Problem to work on » Select each line in the rows below that contains the word "ground" and copy those lines out.

Information supplied »
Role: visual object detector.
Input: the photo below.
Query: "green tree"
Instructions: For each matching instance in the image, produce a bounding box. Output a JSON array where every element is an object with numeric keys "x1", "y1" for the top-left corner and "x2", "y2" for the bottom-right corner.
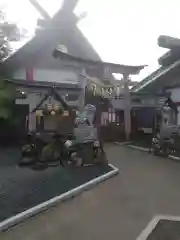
[
  {"x1": 0, "y1": 80, "x2": 16, "y2": 120},
  {"x1": 0, "y1": 10, "x2": 25, "y2": 61}
]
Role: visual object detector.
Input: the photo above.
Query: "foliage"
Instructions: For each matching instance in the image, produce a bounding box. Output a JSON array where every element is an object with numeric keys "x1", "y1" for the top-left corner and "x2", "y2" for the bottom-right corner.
[
  {"x1": 0, "y1": 10, "x2": 25, "y2": 61},
  {"x1": 0, "y1": 80, "x2": 15, "y2": 120}
]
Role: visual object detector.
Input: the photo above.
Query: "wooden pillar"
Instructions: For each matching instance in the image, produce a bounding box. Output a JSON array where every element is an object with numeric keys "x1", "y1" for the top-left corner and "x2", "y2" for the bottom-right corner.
[{"x1": 123, "y1": 74, "x2": 131, "y2": 141}]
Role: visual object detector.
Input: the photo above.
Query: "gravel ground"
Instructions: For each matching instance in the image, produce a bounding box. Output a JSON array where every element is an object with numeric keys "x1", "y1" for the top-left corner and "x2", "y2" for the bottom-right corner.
[{"x1": 0, "y1": 149, "x2": 110, "y2": 221}]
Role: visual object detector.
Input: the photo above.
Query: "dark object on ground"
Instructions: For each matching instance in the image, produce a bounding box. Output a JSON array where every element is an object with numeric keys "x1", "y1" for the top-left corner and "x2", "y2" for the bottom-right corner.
[
  {"x1": 0, "y1": 149, "x2": 112, "y2": 221},
  {"x1": 147, "y1": 220, "x2": 180, "y2": 240}
]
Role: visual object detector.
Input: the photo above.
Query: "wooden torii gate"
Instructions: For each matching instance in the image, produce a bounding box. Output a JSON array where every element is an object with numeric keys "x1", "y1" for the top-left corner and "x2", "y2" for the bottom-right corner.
[{"x1": 53, "y1": 49, "x2": 145, "y2": 140}]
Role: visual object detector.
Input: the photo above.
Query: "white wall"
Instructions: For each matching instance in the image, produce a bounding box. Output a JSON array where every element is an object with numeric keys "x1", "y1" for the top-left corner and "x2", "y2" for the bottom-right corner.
[
  {"x1": 13, "y1": 69, "x2": 26, "y2": 80},
  {"x1": 34, "y1": 69, "x2": 78, "y2": 83},
  {"x1": 14, "y1": 69, "x2": 79, "y2": 83}
]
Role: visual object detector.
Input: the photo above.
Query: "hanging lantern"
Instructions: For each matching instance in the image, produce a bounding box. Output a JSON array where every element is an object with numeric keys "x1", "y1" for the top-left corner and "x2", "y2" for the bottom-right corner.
[
  {"x1": 63, "y1": 111, "x2": 69, "y2": 117},
  {"x1": 47, "y1": 103, "x2": 53, "y2": 112},
  {"x1": 36, "y1": 110, "x2": 42, "y2": 124},
  {"x1": 101, "y1": 88, "x2": 104, "y2": 97},
  {"x1": 92, "y1": 84, "x2": 96, "y2": 96},
  {"x1": 51, "y1": 111, "x2": 56, "y2": 116},
  {"x1": 107, "y1": 88, "x2": 112, "y2": 96},
  {"x1": 54, "y1": 104, "x2": 61, "y2": 111}
]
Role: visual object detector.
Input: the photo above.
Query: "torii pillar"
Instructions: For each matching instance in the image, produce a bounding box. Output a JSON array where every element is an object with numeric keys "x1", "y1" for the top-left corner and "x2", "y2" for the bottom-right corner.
[{"x1": 122, "y1": 74, "x2": 131, "y2": 141}]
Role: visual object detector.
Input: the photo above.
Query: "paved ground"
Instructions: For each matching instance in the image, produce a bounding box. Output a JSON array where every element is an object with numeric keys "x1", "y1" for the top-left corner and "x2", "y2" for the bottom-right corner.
[
  {"x1": 0, "y1": 146, "x2": 180, "y2": 240},
  {"x1": 0, "y1": 149, "x2": 112, "y2": 222}
]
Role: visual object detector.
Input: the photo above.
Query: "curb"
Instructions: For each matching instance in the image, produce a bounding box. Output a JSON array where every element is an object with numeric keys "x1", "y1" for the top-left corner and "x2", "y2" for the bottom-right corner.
[
  {"x1": 136, "y1": 215, "x2": 180, "y2": 240},
  {"x1": 127, "y1": 144, "x2": 151, "y2": 152},
  {"x1": 0, "y1": 164, "x2": 119, "y2": 232},
  {"x1": 115, "y1": 142, "x2": 131, "y2": 146},
  {"x1": 127, "y1": 145, "x2": 180, "y2": 161}
]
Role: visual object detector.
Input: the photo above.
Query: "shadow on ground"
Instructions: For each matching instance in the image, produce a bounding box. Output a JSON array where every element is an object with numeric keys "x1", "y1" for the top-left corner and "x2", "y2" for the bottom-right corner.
[{"x1": 0, "y1": 148, "x2": 112, "y2": 222}]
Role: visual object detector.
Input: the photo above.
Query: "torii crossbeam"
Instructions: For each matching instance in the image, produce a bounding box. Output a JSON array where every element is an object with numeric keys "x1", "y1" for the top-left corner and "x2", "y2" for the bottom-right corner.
[{"x1": 53, "y1": 49, "x2": 145, "y2": 140}]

Exercise output »
Query: "gravel ground"
Query: "dark object on ground"
Query: "paved ground"
Query: "shadow on ground"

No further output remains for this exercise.